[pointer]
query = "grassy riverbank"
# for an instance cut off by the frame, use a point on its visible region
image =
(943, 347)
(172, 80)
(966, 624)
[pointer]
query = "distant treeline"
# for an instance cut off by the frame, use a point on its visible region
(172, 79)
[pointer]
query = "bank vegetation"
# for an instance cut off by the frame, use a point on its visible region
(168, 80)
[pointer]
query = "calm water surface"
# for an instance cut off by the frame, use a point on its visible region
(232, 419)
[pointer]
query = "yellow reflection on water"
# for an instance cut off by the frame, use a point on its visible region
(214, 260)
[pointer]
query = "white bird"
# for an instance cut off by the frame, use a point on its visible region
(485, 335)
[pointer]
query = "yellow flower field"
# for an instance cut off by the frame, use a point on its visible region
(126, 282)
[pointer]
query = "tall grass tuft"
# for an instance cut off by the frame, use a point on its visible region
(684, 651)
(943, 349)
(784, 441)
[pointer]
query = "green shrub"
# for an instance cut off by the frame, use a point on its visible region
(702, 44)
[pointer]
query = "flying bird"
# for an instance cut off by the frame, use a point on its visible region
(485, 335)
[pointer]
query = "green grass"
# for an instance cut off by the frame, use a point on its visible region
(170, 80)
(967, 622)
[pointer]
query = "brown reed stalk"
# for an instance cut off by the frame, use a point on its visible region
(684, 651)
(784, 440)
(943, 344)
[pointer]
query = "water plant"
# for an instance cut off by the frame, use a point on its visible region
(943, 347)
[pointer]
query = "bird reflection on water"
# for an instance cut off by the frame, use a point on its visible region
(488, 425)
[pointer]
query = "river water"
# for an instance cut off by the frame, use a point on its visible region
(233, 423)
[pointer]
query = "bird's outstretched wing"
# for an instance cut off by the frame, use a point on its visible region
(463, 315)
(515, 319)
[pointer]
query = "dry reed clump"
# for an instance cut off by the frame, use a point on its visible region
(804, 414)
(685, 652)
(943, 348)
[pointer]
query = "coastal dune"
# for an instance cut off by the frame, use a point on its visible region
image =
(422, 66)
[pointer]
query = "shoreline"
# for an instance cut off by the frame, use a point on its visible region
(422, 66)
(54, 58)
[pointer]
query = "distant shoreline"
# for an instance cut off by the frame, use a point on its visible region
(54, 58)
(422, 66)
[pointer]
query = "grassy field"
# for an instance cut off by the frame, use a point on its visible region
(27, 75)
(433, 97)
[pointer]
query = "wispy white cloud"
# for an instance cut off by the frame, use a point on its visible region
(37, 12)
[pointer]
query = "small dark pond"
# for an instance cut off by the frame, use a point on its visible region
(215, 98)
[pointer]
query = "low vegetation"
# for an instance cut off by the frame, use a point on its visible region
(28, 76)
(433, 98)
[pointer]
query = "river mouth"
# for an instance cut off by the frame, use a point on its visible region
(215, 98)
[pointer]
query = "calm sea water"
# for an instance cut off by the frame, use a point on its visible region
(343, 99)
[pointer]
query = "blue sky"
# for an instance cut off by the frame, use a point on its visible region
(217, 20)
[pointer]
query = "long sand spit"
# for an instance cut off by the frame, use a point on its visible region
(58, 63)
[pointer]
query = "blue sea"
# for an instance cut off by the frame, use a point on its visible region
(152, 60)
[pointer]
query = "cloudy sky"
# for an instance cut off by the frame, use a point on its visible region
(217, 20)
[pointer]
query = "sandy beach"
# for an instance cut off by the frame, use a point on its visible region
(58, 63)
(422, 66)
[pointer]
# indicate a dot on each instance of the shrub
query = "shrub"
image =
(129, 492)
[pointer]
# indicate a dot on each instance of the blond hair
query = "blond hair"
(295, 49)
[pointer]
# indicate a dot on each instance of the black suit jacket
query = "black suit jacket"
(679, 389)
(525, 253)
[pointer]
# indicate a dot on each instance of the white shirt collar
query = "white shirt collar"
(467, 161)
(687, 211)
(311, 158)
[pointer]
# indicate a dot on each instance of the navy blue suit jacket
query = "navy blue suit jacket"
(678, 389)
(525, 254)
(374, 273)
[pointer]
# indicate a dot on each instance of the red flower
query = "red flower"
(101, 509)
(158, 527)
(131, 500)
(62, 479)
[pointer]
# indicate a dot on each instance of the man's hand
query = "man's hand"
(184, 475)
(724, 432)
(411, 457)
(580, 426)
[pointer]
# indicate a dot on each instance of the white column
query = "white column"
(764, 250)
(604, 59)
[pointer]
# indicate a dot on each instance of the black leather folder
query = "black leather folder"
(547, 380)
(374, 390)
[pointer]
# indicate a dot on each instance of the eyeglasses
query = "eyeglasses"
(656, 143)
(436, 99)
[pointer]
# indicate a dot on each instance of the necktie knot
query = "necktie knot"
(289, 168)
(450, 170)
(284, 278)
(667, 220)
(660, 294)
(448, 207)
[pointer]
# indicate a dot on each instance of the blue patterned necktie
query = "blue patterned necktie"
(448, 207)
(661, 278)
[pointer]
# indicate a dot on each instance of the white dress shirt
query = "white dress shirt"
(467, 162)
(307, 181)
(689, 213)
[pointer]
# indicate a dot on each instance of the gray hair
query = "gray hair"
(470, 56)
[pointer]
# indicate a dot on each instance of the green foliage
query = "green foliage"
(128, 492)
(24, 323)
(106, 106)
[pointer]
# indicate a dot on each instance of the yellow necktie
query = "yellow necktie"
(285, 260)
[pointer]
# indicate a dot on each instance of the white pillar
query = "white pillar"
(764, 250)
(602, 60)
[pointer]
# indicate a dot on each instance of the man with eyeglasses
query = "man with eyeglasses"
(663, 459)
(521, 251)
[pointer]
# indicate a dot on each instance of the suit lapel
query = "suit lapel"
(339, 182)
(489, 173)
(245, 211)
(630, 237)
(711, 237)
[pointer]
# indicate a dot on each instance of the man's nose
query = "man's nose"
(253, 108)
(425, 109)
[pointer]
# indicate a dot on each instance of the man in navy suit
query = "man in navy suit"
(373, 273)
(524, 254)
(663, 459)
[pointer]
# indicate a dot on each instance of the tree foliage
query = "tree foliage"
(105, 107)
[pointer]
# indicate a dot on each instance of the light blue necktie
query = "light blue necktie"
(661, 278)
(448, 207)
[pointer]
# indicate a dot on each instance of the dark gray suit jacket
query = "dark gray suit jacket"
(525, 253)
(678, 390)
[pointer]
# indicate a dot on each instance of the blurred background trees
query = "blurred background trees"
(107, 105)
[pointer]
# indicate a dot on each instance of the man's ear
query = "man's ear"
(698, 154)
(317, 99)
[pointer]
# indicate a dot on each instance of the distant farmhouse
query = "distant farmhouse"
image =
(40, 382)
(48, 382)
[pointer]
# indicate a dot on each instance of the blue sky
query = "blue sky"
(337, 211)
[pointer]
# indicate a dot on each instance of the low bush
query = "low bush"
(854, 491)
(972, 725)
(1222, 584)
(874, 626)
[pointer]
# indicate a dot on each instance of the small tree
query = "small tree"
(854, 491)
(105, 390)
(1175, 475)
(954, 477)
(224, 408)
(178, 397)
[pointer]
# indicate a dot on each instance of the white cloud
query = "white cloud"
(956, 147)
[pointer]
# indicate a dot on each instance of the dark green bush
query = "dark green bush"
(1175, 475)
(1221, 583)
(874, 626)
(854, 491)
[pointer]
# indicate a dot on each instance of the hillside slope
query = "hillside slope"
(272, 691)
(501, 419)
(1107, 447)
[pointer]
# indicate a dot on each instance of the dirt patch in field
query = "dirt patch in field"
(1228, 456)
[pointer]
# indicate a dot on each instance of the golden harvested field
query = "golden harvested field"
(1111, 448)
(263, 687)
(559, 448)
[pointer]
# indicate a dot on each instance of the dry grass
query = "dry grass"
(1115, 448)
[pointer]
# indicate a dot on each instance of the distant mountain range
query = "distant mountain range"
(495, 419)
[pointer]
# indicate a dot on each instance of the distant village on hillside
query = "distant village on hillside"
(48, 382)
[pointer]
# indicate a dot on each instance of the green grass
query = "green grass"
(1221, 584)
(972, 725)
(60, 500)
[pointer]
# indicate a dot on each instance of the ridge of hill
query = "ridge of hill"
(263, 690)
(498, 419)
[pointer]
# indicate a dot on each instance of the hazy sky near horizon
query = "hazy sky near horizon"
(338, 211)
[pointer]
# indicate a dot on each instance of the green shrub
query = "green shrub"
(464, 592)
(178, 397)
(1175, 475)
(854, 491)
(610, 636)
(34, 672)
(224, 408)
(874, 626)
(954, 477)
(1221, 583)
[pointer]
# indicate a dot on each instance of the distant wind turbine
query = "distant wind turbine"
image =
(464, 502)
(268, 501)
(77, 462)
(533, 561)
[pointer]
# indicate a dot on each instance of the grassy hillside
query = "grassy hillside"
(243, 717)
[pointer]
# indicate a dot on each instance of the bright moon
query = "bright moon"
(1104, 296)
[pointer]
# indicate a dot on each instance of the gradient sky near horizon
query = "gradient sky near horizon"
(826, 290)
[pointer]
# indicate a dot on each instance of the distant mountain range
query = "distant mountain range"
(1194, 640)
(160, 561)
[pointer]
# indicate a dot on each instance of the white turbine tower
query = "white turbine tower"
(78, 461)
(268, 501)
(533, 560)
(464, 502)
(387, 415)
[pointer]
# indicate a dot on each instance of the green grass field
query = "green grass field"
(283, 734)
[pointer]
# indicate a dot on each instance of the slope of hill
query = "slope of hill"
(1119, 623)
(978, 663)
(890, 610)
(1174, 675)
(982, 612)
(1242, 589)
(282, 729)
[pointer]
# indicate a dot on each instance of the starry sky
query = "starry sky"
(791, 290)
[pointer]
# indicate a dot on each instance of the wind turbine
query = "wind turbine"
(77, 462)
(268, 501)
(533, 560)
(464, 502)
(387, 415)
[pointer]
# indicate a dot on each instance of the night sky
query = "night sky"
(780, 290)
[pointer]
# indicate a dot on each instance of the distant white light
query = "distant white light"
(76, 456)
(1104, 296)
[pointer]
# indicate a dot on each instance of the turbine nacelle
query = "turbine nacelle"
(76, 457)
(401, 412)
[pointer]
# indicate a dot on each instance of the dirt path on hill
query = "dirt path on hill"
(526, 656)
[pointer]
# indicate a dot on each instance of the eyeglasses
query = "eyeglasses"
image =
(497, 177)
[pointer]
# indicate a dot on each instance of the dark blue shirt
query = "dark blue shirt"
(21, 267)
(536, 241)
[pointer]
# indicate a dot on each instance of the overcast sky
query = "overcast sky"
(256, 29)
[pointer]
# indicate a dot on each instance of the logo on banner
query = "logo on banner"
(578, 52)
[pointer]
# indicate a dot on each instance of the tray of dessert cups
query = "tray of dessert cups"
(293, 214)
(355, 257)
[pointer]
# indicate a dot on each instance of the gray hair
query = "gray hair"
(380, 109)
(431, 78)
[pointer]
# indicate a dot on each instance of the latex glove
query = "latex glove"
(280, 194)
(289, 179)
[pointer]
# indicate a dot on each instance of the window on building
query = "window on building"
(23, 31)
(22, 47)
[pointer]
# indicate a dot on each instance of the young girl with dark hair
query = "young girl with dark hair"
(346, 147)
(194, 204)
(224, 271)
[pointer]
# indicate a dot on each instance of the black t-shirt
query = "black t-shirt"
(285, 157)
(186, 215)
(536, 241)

▶ **Short exercise**
Count the lines in the listing that contain the word "bright", and give only that number.

▶ **Finished task**
2